— Supplied passage —
::::

Aviation

Boeing wins first 737 Max order Since Fatal Crash

A worker stands near a Boeing 737 Max 8 parked at Boeing’s assembly plant in Renton, Wash.
A worker stands near a Boeing 737 Max 8 parked at Boeing’s assembly plant in Renton, Wash.
A worker stands near a Boeing 737 Max 8 parked at Boeing’s assembly plant in Renton, Wash.

Boeing has received its first order for 737 Max planes since regulators grounded the jets after two fatal crashes.

The US planemaker said Polish airline Enter Air had placed an order for up to four of the planes.

Enter Air said the review the 737 has undergone since the crashes in 2019 would produce “the best aircraft in the world for many years to come”.

The jet’s recertification is still hanging in the balance.

BBC reported that Enter Air, the largest operator of charter flights in Poland, started in 2010 with a single 737 plane.

It has 22 Next Generation 737s, and should it purchase all four aircraft outlined in the new contract, its 737 Max fleet will rise to 10 planes, Boeing said.

Ihssane Mounir, Boeing’s senior vice president of commercial sales and marketing, said it was “humbled by Enter Air’s commitment to the Boeing 737 family”.

The two companies also said they had reached a settlement that revised the delivery of pending orders and provided Enter Air with compensation for costs stemming from the 737 grounding.

Some news reports suggested that the omission of the word “Max” in the headline of Boeing’s announcement about the deal suggested that it was quietly dropping the controversial branding.

In response to a query from the BBC, a company spokesperson played down the suggestion, highlighting that “the 737 Max is mentioned several times” in the press release.

Regulators grounded the 737 Max worldwide in March 2019, following two fatal crashes which killed 346 people. US lawmakers investigating the firm last year accused it of concealing information about the plane from regulators during the approval process.

The company has said it hopes to receive approval to return the planes to the skies early next year, but it has also announced plans to scale back its production schedule.

As well as the crashes and grounding of its Max fleet, Boeing has also been hit by the effect of the coronavirus crisis on air travel.

This year, customers have cancelled more than 400 orders for the jet.

In the first six months of the year, Boeing delivered nine 737 planes to customers, compared to more than 100 in the same period in 2019.

::::

[Stored dataset items]
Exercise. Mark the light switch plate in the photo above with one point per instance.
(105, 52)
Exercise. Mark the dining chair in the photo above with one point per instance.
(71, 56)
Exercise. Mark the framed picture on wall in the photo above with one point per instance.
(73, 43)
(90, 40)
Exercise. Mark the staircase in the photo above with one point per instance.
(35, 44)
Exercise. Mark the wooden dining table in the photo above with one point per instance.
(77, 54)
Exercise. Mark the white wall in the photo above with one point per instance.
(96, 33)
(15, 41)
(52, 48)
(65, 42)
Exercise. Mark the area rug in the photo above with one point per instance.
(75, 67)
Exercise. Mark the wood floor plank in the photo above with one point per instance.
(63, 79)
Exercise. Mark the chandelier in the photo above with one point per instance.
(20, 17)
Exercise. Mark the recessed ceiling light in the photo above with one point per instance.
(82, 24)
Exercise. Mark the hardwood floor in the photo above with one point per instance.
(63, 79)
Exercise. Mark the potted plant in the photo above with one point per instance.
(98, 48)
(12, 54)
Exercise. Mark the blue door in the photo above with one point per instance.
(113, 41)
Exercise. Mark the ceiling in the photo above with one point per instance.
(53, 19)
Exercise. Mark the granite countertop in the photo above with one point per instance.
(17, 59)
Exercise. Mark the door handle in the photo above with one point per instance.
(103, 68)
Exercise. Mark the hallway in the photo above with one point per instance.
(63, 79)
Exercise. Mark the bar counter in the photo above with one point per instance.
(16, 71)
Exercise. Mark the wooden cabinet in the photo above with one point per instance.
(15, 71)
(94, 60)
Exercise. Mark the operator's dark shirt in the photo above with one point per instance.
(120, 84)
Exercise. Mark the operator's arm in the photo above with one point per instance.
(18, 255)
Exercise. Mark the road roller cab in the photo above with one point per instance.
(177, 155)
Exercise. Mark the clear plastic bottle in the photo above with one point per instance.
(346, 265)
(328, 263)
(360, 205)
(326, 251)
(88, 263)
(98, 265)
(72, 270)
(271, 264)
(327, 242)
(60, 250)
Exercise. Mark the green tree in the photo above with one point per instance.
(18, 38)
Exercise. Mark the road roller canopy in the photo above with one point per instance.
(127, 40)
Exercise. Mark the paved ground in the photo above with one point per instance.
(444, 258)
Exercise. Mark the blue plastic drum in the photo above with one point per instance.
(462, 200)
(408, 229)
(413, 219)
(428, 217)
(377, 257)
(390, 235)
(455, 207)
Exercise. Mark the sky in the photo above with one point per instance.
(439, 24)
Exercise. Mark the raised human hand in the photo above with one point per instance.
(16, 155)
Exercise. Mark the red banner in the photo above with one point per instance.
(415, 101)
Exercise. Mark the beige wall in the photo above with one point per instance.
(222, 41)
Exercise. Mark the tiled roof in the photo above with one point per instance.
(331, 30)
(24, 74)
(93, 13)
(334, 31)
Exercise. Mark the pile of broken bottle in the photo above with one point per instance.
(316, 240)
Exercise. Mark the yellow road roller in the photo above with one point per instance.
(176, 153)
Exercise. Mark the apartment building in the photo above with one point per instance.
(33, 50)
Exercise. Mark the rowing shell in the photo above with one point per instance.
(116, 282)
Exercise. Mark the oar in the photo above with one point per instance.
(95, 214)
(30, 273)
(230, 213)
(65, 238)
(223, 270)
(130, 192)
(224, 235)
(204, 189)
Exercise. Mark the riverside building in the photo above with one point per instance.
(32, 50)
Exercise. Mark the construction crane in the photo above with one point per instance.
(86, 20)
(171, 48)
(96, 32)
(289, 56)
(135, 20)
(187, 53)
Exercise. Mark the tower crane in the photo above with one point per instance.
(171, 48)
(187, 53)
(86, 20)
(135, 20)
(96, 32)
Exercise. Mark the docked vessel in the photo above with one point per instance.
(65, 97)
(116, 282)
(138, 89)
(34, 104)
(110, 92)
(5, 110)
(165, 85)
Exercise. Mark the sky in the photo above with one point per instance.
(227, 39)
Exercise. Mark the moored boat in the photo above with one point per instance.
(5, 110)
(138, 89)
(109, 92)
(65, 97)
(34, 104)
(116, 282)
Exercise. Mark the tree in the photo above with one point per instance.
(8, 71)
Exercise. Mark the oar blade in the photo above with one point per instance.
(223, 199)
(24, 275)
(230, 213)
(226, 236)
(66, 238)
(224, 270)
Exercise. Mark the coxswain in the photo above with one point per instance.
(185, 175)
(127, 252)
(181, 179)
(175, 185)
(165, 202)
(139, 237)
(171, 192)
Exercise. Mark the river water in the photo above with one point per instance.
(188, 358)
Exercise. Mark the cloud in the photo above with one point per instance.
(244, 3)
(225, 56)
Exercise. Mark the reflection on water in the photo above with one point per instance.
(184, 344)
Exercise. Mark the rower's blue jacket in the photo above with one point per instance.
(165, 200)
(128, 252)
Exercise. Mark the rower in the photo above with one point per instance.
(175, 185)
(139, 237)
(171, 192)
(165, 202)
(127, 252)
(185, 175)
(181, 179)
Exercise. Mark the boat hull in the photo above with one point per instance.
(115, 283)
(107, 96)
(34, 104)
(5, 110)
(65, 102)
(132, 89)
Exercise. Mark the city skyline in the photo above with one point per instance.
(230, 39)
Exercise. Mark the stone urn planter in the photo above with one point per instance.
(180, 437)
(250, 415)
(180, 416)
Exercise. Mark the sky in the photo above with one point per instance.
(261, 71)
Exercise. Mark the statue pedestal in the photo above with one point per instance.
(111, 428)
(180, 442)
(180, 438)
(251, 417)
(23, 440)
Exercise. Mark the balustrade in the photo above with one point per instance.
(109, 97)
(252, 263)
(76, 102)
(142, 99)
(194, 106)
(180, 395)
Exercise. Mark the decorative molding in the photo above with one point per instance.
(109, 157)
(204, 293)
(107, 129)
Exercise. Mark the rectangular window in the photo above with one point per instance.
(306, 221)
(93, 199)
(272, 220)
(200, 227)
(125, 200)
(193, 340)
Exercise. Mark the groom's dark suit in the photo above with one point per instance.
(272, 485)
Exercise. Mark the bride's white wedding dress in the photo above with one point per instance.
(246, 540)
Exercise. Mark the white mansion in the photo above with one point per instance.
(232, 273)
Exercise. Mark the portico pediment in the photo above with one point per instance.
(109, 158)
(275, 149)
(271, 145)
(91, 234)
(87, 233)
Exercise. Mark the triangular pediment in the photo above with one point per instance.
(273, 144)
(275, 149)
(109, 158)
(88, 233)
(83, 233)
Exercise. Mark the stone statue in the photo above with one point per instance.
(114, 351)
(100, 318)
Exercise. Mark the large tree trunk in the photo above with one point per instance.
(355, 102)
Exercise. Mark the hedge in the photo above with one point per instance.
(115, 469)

::::

— Problems to solve —
a - In the Boeing 737 Max article, what led some news reports to suggest that Boeing was quietly dropping the "Max" branding? Answer in one to three sentences.
b - Output the Boeing 737 Max article word for word, from "The two companies" up to and including "the 737 grounding.".

— List of answers —
a - They based the suggestion on the headline of Boeing's announcement about the Enter Air deal, which left out the word "Max".

b -
The two companies also said they had reached a settlement that revised the delivery of pending orders and provided Enter Air with compensation for costs stemming from the 737 grounding.